Whatever follows the line containing "Zoom in on beach" in the listing below should be printed exactly, along with that line itself.

<<<<

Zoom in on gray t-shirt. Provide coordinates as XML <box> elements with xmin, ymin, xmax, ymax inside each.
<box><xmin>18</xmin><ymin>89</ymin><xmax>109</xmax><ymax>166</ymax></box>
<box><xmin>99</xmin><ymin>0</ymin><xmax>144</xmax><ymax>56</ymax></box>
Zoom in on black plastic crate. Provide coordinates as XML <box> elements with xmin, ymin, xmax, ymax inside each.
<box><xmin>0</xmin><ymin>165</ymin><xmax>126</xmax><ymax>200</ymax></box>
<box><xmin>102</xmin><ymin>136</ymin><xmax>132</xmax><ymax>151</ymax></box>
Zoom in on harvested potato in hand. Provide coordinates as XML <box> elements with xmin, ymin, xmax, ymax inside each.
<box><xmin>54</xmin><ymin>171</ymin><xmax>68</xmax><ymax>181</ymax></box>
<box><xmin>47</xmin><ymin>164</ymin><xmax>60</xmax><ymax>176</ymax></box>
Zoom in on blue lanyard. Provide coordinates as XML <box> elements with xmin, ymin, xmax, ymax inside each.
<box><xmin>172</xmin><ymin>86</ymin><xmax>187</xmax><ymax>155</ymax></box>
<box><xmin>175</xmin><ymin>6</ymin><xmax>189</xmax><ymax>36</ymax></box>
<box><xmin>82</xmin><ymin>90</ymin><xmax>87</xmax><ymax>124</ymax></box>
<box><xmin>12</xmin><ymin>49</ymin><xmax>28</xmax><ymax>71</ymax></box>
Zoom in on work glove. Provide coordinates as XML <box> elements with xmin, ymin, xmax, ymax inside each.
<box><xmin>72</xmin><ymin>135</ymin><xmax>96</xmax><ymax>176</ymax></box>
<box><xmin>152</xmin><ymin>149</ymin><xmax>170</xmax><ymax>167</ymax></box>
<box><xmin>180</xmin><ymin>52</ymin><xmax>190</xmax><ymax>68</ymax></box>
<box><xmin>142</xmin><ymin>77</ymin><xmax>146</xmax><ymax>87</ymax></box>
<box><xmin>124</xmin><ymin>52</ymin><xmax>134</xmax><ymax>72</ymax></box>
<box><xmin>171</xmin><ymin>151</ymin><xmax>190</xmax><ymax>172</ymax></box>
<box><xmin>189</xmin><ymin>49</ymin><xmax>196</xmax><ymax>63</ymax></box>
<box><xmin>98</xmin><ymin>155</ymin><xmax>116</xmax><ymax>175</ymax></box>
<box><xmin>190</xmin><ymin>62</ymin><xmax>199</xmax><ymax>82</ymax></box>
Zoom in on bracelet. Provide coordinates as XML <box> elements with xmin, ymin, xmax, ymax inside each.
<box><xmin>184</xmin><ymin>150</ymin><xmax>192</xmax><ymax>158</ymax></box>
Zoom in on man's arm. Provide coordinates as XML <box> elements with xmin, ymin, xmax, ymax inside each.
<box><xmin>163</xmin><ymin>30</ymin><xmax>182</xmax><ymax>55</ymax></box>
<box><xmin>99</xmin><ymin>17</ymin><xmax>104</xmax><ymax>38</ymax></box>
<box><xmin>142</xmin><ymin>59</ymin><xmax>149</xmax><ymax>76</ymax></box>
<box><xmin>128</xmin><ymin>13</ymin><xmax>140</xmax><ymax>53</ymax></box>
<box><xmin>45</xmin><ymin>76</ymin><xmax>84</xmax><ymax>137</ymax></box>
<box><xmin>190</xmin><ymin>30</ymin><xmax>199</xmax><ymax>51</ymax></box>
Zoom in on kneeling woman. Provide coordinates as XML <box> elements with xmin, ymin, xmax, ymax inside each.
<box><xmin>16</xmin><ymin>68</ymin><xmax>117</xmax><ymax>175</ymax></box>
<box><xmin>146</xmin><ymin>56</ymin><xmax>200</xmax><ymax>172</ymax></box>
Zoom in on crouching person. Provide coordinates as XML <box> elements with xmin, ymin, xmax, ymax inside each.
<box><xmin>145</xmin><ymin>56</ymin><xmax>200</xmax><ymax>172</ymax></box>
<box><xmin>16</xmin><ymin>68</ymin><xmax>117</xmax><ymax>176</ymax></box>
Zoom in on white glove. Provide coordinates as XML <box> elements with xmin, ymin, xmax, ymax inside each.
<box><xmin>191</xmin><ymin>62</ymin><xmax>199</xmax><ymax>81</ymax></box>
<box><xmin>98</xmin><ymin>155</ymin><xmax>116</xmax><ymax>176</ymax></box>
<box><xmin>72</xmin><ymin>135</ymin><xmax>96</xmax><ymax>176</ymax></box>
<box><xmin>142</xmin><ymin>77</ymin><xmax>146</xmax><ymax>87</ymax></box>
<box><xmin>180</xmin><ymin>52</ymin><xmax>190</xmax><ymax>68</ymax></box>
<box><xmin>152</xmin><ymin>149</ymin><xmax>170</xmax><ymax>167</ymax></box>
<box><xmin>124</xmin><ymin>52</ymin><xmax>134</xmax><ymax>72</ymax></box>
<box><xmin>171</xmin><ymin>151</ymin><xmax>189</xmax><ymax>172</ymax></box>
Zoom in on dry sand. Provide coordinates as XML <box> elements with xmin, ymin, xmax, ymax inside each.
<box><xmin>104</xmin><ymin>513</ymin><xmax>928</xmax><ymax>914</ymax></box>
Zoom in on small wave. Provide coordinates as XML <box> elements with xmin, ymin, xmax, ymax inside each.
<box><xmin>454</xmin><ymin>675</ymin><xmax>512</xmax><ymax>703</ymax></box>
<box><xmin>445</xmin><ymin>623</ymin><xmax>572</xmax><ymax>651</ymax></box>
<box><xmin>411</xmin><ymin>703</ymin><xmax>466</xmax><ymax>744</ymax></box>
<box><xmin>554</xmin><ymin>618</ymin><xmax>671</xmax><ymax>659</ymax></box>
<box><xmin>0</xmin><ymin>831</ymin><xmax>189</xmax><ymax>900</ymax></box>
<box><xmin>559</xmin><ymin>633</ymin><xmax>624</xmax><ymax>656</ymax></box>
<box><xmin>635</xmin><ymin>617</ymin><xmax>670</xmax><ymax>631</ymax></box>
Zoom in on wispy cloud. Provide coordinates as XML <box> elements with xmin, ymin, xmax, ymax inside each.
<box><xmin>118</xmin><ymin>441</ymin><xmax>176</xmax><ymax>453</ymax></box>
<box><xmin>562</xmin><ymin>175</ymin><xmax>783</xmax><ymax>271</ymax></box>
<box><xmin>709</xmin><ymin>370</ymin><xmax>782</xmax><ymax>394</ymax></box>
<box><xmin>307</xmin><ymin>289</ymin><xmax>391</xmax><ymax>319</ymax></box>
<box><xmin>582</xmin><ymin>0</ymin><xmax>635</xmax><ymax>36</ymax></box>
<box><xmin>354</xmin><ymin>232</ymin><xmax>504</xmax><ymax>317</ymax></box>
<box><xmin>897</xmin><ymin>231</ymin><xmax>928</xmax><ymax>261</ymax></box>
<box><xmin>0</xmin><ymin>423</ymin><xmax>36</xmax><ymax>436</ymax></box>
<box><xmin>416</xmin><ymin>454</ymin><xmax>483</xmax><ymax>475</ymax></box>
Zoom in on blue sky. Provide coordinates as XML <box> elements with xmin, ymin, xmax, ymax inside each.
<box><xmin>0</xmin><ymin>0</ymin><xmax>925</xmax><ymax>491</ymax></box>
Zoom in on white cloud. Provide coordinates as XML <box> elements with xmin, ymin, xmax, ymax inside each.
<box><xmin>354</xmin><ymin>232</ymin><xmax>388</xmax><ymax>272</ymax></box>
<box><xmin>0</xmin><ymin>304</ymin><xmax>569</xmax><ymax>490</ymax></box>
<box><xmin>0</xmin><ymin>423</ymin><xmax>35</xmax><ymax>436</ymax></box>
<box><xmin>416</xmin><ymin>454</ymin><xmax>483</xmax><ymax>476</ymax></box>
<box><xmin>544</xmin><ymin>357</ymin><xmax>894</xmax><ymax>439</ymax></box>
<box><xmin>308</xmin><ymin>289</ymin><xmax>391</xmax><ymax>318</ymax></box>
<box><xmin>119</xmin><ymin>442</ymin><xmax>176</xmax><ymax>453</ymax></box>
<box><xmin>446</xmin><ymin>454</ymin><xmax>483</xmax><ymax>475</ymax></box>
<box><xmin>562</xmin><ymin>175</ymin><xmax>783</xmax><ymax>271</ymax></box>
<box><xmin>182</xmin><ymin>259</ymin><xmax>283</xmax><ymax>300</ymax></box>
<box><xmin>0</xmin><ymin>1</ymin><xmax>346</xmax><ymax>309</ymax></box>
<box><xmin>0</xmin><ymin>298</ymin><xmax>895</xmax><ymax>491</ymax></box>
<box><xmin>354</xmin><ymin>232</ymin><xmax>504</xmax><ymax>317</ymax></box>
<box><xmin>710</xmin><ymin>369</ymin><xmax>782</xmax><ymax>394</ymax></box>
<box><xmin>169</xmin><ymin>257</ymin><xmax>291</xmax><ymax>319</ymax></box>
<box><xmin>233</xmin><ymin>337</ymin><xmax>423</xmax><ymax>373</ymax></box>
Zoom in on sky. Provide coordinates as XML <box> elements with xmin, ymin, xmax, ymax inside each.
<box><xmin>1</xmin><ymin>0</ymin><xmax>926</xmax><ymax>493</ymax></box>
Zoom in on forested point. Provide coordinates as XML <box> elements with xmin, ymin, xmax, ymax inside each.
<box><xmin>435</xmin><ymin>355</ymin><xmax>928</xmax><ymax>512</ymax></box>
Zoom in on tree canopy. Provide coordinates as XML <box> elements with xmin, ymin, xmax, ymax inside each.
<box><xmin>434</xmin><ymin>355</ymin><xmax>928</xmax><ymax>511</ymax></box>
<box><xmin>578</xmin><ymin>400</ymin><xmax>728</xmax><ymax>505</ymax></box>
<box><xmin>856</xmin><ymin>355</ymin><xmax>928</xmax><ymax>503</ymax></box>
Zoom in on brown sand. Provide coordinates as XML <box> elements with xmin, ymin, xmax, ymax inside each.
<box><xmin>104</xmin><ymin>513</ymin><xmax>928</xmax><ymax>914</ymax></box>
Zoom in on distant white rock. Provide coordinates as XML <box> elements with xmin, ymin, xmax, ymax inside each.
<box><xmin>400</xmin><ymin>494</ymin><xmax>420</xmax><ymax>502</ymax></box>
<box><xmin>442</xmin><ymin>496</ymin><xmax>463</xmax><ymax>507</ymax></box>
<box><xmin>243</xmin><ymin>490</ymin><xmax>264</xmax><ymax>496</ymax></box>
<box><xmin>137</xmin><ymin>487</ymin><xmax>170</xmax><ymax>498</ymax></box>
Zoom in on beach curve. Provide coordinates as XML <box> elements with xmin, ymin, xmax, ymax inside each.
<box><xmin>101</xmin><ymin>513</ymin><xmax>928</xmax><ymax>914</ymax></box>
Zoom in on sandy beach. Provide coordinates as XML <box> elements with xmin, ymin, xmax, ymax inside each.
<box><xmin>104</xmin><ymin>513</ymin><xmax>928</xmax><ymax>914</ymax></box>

>>>>

Response box:
Zoom in on beach curve. Provide coordinates as XML <box> elements with xmin, ymin, xmax, ymax inside each.
<box><xmin>101</xmin><ymin>513</ymin><xmax>928</xmax><ymax>914</ymax></box>
Zoom in on sandy beach. Provide coordinates as XML <box> elements with xmin, ymin, xmax, ymax inside each.
<box><xmin>104</xmin><ymin>513</ymin><xmax>928</xmax><ymax>914</ymax></box>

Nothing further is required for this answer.